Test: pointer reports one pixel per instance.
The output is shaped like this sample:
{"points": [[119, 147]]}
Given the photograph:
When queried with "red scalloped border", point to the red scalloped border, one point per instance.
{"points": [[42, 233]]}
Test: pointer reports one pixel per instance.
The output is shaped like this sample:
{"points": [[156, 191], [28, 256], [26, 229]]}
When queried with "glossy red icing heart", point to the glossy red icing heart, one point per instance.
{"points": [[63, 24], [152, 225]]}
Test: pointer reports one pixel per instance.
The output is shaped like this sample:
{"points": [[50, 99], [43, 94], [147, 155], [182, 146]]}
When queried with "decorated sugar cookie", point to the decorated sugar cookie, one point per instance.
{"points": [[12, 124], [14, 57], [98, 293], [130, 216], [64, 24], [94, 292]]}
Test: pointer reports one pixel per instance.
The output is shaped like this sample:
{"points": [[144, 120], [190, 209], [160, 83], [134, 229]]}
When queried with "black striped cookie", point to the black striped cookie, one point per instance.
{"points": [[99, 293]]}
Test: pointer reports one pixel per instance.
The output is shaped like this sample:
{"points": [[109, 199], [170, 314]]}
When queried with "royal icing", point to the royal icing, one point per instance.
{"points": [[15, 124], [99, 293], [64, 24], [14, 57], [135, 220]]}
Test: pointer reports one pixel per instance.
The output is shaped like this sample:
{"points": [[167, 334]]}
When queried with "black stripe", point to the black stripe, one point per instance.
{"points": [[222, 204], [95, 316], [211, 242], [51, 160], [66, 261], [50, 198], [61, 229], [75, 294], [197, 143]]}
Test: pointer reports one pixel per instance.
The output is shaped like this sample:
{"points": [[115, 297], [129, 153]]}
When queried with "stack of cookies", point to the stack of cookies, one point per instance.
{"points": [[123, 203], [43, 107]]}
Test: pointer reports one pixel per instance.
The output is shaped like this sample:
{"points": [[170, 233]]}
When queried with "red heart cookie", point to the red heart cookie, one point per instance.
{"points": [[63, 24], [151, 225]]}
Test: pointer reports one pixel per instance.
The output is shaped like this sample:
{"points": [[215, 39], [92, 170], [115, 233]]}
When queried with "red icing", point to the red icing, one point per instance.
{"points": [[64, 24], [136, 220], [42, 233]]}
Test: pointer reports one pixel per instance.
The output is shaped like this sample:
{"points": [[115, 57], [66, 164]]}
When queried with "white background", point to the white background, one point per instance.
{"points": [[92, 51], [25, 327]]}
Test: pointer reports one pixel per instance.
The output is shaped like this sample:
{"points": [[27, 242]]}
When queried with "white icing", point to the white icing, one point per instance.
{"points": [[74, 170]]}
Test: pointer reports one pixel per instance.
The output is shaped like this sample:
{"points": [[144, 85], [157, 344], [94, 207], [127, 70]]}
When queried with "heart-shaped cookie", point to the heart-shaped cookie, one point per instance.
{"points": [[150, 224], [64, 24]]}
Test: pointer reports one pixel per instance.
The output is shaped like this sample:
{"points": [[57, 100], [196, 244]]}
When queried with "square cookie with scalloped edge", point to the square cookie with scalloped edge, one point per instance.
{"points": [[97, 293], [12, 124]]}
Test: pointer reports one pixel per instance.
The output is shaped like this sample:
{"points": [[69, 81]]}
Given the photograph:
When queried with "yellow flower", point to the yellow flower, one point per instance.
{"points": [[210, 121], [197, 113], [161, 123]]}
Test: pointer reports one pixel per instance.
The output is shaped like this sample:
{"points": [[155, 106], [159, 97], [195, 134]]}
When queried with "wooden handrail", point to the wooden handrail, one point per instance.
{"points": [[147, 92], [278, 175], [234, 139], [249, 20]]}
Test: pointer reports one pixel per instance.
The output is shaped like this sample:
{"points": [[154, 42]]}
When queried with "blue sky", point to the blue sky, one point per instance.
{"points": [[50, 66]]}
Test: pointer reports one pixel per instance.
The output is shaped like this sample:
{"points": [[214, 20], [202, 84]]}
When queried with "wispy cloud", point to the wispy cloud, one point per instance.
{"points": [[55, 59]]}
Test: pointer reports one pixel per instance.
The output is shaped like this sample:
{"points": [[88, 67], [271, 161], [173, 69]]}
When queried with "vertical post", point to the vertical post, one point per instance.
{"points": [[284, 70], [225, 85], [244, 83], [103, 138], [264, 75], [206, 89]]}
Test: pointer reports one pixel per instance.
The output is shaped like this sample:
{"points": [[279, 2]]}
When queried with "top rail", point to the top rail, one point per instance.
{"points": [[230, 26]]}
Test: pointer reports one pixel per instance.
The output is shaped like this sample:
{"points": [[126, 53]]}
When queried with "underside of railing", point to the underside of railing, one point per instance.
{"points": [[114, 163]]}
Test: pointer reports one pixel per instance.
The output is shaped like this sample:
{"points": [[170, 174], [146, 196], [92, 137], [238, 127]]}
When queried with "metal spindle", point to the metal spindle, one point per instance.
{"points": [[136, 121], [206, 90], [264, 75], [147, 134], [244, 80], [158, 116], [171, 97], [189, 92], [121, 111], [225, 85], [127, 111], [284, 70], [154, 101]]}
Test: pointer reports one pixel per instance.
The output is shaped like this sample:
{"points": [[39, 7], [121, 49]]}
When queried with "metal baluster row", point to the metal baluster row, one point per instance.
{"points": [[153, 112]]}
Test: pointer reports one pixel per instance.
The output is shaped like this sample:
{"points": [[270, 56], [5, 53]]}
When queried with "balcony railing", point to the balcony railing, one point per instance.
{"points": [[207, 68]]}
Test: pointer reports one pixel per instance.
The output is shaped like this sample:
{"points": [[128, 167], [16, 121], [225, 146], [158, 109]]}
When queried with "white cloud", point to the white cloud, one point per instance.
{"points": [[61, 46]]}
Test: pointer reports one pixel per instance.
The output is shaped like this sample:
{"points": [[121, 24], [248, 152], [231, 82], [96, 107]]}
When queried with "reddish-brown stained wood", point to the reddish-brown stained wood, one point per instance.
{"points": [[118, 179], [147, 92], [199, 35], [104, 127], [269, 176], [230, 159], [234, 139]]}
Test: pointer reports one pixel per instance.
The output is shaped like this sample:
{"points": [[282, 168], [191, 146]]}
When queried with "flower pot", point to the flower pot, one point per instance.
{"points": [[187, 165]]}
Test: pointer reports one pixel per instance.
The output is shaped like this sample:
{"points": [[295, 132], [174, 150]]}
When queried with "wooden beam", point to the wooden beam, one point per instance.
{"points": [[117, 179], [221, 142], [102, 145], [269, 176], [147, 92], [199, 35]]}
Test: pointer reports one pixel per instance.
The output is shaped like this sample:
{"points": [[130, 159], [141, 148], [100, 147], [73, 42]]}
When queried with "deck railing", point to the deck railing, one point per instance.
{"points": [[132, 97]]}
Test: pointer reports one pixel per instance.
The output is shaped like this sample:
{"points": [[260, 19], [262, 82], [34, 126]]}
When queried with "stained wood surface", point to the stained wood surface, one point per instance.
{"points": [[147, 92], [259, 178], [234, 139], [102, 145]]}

________________________________________

> **About this exercise**: Return the listing above in its entirety, word for word.

> **Output**:
Test: pointer reports one pixel per instance.
The output is shaped like this sample:
{"points": [[119, 147]]}
Given the photograph:
When queried with "red scalloped border", point to the red scalloped border, one point per instance.
{"points": [[42, 233]]}
Test: pointer reports one pixel per instance.
The output is shaped like this sample:
{"points": [[156, 191], [28, 256], [26, 229]]}
When queried with "glossy red icing heart", point to the glossy red icing heart, one point per instance.
{"points": [[63, 24], [152, 225]]}
Test: pointer reports one pixel per instance.
The output is shaped like this sample:
{"points": [[50, 99], [43, 94], [147, 155], [182, 146]]}
When queried with "decorated sugar cookie", point to the decorated sugar cookie, one point per instance.
{"points": [[12, 124], [14, 57], [98, 293], [130, 216], [64, 24], [94, 292]]}
Test: pointer reports one pixel per instance.
The output is shaped like this sample:
{"points": [[144, 120], [190, 209], [160, 83], [134, 229]]}
When queried with "black striped cookie", point to the black striped cookie, one point per instance.
{"points": [[99, 293]]}
Test: pointer reports one pixel per instance.
The output is shaped like this sample:
{"points": [[109, 199], [170, 314]]}
When queried with "royal icing", point to the royal icing, one point per instance.
{"points": [[15, 124], [99, 293], [64, 24], [14, 57], [135, 220]]}
Test: pointer reports one pixel per instance.
The output is shaped like this sample:
{"points": [[167, 334]]}
When queried with "black stripe", point to the black stripe, one point per instance.
{"points": [[222, 204], [95, 316], [211, 242], [51, 160], [66, 261], [50, 198], [61, 229], [75, 294], [197, 143]]}
Test: pointer reports one pixel per instance.
The output is shaped like this sample:
{"points": [[115, 297], [129, 153]]}
When queried with "stack of cookies", point to the stack of cookies, one point per instance.
{"points": [[123, 203], [43, 107]]}
Test: pointer reports one pixel per instance.
The output is shaped like this sample:
{"points": [[170, 233]]}
When queried with "red heart cookie", point to the red heart cookie, one point per instance.
{"points": [[63, 24], [151, 225]]}
Test: pointer reports one pixel per instance.
The output is shaped like this sample:
{"points": [[215, 39], [92, 170], [115, 233]]}
When queried with "red icing", point to the red icing, one point per instance.
{"points": [[64, 24], [136, 220], [42, 233]]}
Test: pointer reports one pixel per instance.
The output is shaped like this sample:
{"points": [[115, 57], [66, 164]]}
When queried with "white background", point to the white background, one point per instance.
{"points": [[92, 51], [25, 327]]}
Test: pointer reports one pixel per instance.
The output is shaped like this sample:
{"points": [[27, 242]]}
When queried with "white icing", point to the white icing, one point per instance.
{"points": [[74, 170]]}
Test: pointer reports one pixel per instance.
The output is shaped like this sample:
{"points": [[144, 85], [157, 344], [94, 207], [127, 70]]}
When queried with "heart-shaped cookie", point to the heart-shaped cookie, one point per instance.
{"points": [[150, 224], [64, 24]]}
Test: pointer reports one pixel per instance.
The output is shaped like this sample:
{"points": [[57, 100], [196, 244]]}
When queried with "square cookie with scalloped edge", point to the square cookie with scalloped edge, one point per instance.
{"points": [[97, 293], [12, 124]]}
Test: pointer reports one pixel per instance.
The output is shaped like this sample:
{"points": [[69, 81]]}
Given the photograph:
When queried with "yellow flower", point to the yellow flower, one point per instance.
{"points": [[210, 121], [197, 113], [161, 123]]}
Test: pointer reports one pixel per instance.
The output is shaped like this sample:
{"points": [[155, 106], [159, 97], [195, 134]]}
When queried with "wooden handrail", point to the wooden handrail, one point per instance.
{"points": [[147, 92], [278, 175], [234, 139], [249, 20]]}
Test: pointer reports one pixel per instance.
The output is shaped like this sample:
{"points": [[154, 42]]}
When queried with "blue sky", point to the blue sky, one point per instance.
{"points": [[50, 66]]}
Test: pointer reports one pixel per instance.
The output is shaped like this sample:
{"points": [[214, 20], [202, 84]]}
When queried with "wispy cloud", point to the wispy cloud, one point per instance.
{"points": [[55, 59]]}
Test: pointer reports one pixel per instance.
The output is shaped like this sample:
{"points": [[88, 67], [271, 161], [173, 69]]}
When queried with "vertical post", point to the vertical post, one point per instance.
{"points": [[284, 70], [225, 85], [244, 83], [103, 138], [264, 75], [206, 89]]}
Test: pointer reports one pixel per instance.
The output is shaped like this sample:
{"points": [[279, 2]]}
When queried with "top rail", point to the top rail, one point per instance.
{"points": [[230, 26]]}
Test: pointer reports one pixel per instance.
The output is shaped like this sample:
{"points": [[126, 53]]}
When queried with "underside of railing", point to the underside of railing, one point per instance.
{"points": [[114, 163]]}
Test: pointer reports one pixel per instance.
The output is shaped like this sample:
{"points": [[170, 174], [146, 196], [92, 137], [238, 127]]}
When queried with "metal spindle", point to the metal spindle, one point per instance.
{"points": [[136, 121], [206, 90], [264, 75], [147, 134], [244, 80], [158, 116], [171, 97], [189, 92], [121, 111], [225, 85], [127, 111], [284, 70], [154, 101]]}
Test: pointer reports one pixel per instance.
The output is shaped like this sample:
{"points": [[39, 7], [121, 49]]}
When queried with "metal baluster row", point to the metal baluster row, one point per instance.
{"points": [[153, 112]]}
Test: pointer reports one pixel per instance.
The output is shaped like this sample:
{"points": [[270, 56], [5, 53]]}
When queried with "balcony railing", point to the balcony railing, one point per instance.
{"points": [[207, 68]]}
Test: pointer reports one pixel per instance.
The output is shaped like this sample:
{"points": [[128, 167], [16, 121], [225, 146], [158, 109]]}
When queried with "white cloud", point to the white cloud, one point per instance.
{"points": [[61, 46]]}
Test: pointer reports one pixel per instance.
The output is shaped like this sample:
{"points": [[121, 24], [248, 152], [231, 82], [96, 107]]}
When queried with "reddish-brown stained wood", point to the reddish-brown stained wood, one point per instance.
{"points": [[118, 179], [147, 92], [199, 35], [104, 127], [269, 176], [230, 159], [234, 139]]}
Test: pointer reports one pixel per instance.
The output is shaped like this sample:
{"points": [[282, 168], [191, 146]]}
When queried with "flower pot", point to the flower pot, one point per instance.
{"points": [[187, 165]]}
Test: pointer reports one pixel per instance.
The output is shaped like this sample:
{"points": [[295, 132], [174, 150]]}
When queried with "wooden beam", point to the wooden beam, one point per instance.
{"points": [[117, 179], [221, 142], [102, 145], [269, 176], [147, 92], [199, 35]]}
Test: pointer reports one pixel per instance.
The output is shaped like this sample:
{"points": [[130, 159], [141, 148], [100, 147], [73, 42]]}
When queried with "deck railing", point to the deck railing, one point per instance.
{"points": [[132, 97]]}
Test: pointer reports one pixel per instance.
The output is shaped like this sample:
{"points": [[260, 19], [262, 82], [34, 126]]}
When queried with "stained wood surface", point to the stained wood surface, one point per instance.
{"points": [[147, 92], [259, 178], [234, 139], [102, 145]]}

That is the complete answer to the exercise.